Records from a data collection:
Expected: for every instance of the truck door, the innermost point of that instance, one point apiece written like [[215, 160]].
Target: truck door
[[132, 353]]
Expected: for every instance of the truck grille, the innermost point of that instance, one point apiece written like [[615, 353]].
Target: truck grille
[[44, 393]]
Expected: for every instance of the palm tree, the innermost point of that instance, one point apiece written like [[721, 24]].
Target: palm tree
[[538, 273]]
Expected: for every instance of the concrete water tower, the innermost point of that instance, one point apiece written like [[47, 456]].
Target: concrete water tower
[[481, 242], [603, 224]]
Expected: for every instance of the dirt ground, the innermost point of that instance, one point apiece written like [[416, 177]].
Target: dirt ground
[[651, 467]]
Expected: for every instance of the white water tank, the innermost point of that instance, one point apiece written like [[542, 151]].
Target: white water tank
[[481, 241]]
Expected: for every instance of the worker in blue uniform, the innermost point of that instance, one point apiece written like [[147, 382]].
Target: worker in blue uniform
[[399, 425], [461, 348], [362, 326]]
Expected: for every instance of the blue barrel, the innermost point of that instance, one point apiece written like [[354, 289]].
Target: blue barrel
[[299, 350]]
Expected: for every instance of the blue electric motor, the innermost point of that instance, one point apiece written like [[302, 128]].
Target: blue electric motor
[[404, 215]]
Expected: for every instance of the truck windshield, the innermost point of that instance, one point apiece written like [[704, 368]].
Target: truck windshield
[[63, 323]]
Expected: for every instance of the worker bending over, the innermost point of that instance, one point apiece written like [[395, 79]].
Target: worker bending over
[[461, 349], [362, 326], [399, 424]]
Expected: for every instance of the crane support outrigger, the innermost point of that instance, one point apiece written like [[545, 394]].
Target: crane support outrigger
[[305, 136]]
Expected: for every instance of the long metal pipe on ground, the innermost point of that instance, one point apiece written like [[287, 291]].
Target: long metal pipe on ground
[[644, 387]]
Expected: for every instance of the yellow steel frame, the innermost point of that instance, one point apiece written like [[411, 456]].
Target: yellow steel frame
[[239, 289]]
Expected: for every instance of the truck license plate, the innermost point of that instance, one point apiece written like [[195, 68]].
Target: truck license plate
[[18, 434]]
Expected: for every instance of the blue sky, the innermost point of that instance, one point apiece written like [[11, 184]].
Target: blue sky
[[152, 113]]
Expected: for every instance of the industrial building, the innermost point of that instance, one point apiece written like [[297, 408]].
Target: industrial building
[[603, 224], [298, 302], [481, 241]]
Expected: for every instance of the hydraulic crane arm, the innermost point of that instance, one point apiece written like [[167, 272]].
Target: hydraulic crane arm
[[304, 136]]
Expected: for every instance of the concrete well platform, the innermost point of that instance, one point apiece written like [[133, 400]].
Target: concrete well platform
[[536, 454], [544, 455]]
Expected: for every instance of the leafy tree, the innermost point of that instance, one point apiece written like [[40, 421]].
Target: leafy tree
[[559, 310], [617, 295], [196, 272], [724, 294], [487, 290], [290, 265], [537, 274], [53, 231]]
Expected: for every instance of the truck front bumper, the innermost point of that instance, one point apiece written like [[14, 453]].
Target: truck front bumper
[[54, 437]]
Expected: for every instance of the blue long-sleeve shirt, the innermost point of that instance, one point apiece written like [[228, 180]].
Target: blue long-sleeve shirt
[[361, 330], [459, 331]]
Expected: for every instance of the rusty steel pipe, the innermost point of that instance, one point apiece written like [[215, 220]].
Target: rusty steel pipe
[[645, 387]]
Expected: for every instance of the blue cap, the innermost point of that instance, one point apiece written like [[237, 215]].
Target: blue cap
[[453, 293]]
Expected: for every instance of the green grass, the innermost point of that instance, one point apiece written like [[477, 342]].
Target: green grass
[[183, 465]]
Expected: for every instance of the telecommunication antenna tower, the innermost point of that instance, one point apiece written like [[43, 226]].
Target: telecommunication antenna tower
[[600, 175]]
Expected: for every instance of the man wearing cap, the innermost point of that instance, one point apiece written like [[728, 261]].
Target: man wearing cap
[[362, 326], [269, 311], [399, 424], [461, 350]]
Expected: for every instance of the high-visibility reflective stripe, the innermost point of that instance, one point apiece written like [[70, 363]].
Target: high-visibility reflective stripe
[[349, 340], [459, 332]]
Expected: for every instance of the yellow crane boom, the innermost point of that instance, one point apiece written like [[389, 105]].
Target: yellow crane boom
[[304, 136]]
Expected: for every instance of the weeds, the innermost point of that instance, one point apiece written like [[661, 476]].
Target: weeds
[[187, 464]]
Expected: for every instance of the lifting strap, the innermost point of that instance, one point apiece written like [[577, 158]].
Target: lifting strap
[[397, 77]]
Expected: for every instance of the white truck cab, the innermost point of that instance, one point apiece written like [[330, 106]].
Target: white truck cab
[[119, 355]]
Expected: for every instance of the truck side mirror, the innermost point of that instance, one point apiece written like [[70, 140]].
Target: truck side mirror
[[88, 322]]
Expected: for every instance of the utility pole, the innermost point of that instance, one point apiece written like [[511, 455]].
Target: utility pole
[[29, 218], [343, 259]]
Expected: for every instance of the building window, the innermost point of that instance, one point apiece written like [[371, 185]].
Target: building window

GOAL: Copy out the lines of the listing verbatim, everything from the line containing "Expected: for every instance of the man" down to the line containing "[[119, 355]]", both included.

EXERCISE OUTPUT:
Expected: for every instance of the man wearing cap, the innermost point of that instance, one point apiece written like [[728, 261]].
Target: man wearing cap
[[362, 326], [269, 311], [399, 424], [461, 350]]
Expected: for every instance of the high-visibility reflective stripe, the innermost point of that instance, one point apiece written like [[70, 363]].
Target: high-visibility reflective stripe
[[349, 340], [459, 332]]
Expected: for every instance of the yellow crane boom, the innermost point of that instance, one point apiece written like [[389, 105]].
Target: yellow crane boom
[[304, 136]]
Expected: for every instance of the weeds, the innermost point of that instance, one point apiece written like [[661, 476]].
Target: weeds
[[187, 464]]
Expected: for every instance of the lifting strap, the innermost point of that instance, one point apiece written like [[577, 158]].
Target: lifting strap
[[397, 77]]
Expected: for every instance of the white truck cab, the innermost point of that instance, one point apiece written like [[330, 106]].
Target: white truck cab
[[119, 355]]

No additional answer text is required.